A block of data
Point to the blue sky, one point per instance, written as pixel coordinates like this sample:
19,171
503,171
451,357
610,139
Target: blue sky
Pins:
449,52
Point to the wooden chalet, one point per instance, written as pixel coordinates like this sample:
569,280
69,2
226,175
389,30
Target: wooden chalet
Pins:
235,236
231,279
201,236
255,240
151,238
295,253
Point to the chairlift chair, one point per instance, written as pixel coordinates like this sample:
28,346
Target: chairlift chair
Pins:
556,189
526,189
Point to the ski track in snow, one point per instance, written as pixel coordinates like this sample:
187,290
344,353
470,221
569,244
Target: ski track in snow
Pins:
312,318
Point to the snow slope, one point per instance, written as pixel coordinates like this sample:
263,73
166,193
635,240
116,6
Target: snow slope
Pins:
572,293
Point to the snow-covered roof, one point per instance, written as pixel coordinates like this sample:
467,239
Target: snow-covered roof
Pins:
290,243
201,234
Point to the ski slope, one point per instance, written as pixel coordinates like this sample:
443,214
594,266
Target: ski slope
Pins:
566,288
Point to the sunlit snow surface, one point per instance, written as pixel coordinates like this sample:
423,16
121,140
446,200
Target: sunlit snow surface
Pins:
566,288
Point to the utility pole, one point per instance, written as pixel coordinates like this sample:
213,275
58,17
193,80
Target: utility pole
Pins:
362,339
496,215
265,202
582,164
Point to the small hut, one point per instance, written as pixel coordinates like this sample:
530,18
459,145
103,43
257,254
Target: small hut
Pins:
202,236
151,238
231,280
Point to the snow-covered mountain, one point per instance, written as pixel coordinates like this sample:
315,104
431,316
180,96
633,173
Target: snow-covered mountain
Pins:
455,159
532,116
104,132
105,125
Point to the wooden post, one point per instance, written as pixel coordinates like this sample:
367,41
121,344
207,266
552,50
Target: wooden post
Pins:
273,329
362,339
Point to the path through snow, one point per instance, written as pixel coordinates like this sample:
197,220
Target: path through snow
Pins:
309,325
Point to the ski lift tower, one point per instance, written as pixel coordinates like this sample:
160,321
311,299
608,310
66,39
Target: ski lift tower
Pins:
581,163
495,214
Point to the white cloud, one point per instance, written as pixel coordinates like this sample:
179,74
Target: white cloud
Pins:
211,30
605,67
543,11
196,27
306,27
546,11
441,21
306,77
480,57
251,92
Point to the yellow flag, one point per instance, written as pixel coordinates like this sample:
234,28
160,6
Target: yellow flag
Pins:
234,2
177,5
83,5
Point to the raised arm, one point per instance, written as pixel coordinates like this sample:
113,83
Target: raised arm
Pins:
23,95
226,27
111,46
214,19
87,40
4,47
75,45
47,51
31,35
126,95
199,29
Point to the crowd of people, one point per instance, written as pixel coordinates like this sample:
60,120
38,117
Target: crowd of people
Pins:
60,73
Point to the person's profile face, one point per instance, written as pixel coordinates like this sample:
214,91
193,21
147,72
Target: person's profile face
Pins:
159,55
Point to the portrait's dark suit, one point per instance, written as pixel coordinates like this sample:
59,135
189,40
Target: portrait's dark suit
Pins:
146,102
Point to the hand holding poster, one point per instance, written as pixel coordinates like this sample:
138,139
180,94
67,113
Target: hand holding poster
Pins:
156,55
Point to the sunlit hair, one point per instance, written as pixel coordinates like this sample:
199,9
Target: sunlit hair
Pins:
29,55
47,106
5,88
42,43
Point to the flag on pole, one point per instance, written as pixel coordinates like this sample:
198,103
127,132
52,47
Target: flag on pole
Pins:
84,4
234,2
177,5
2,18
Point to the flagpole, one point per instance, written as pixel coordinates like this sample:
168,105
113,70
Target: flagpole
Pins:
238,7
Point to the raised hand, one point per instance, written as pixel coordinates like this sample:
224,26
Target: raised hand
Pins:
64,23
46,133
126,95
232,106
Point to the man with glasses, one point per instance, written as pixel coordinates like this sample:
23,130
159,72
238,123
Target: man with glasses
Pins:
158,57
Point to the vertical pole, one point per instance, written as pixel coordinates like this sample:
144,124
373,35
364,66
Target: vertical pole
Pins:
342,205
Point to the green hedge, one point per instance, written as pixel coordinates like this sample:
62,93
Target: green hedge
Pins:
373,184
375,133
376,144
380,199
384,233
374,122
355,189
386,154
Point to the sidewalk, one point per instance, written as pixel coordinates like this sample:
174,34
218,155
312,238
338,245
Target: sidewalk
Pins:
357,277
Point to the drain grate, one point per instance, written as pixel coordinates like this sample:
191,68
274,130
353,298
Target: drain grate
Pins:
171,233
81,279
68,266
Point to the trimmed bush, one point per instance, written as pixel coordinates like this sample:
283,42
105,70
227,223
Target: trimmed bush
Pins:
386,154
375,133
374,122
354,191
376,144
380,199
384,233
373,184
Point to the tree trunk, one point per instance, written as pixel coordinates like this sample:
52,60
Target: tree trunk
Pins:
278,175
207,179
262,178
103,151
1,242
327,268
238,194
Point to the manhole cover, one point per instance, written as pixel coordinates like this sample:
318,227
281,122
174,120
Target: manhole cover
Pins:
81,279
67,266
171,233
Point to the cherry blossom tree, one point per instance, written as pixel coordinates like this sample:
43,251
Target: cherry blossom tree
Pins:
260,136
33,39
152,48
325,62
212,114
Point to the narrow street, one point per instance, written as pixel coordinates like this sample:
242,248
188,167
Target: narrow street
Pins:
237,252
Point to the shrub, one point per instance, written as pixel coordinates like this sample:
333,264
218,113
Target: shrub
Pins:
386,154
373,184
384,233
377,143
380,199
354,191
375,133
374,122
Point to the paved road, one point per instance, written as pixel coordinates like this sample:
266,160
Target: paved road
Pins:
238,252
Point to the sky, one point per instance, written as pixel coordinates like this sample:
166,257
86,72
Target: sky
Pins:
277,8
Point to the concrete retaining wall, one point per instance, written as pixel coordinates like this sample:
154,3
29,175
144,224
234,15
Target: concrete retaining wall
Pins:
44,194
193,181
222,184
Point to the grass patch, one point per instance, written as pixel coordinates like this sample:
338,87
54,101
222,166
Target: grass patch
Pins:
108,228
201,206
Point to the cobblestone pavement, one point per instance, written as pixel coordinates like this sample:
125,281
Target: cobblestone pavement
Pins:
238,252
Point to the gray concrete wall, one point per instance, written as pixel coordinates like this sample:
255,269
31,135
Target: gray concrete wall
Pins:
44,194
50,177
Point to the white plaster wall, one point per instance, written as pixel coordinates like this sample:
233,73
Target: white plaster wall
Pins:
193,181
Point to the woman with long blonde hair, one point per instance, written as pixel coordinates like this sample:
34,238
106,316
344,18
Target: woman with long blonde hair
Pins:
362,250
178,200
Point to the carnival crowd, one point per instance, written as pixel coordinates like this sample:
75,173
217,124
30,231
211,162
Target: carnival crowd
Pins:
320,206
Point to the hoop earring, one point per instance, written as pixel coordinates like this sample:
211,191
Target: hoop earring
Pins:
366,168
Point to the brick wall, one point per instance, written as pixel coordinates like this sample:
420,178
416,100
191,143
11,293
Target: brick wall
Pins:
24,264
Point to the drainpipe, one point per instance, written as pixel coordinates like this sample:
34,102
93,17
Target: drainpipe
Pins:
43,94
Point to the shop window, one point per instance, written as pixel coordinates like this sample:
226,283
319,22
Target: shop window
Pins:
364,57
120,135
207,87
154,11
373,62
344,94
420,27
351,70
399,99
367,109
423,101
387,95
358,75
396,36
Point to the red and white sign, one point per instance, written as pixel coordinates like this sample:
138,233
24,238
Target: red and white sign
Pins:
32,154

» **Task to complete**
Retype the listing word for word, from the line with "Point to the cobblestone" through the last line of the listing.

» **Final result**
Point to the cobblestone pavement, one point per instance, written as pixel coordinates like this sample:
125,281
Target: cobblestone pavement
Pins:
238,252
Point to the gray concrete wall, one point per instance, written as pixel coordinates like this sample:
255,269
31,135
Target: gray concrete wall
Pins:
44,194
50,177
Point to the white plaster wall, one point per instance, written as pixel coordinates like this sample:
233,73
Target: white plaster wall
Pins:
193,181
Point to the woman with long blonde hair, one point per instance, written as pixel coordinates like this sample:
34,238
106,316
344,18
Target: woman with long blonde hair
Pins:
362,250
178,200
Point to the carnival crowd, one point per instance, written as pixel coordinates like this sample:
75,173
217,124
30,231
211,162
Target: carnival crowd
Pins:
320,206
Point to the hoop earring, one point per instance, written as pixel coordinates like this sample:
211,191
Target: hoop earring
Pins:
366,168
Point to the brick wall, one point per instance, written as pixel coordinates like this sample:
420,178
416,100
191,143
11,293
Target: brick wall
Pins:
24,264
Point to the drainpipe, one point per instance, written as pixel coordinates like this sample:
34,102
93,17
Target: drainpipe
Pins:
43,94
Point to the shop window, one point per instance, written as pixel coordinates like this sample:
226,283
319,22
Target: shop window
Pins:
364,57
120,135
207,87
154,11
373,62
344,94
420,27
351,70
399,99
367,109
423,101
387,95
358,75
396,36
Point to the red and white sign, one point per instance, written as pixel coordinates like this sample:
138,233
24,238
Target: red and white sign
Pins:
32,154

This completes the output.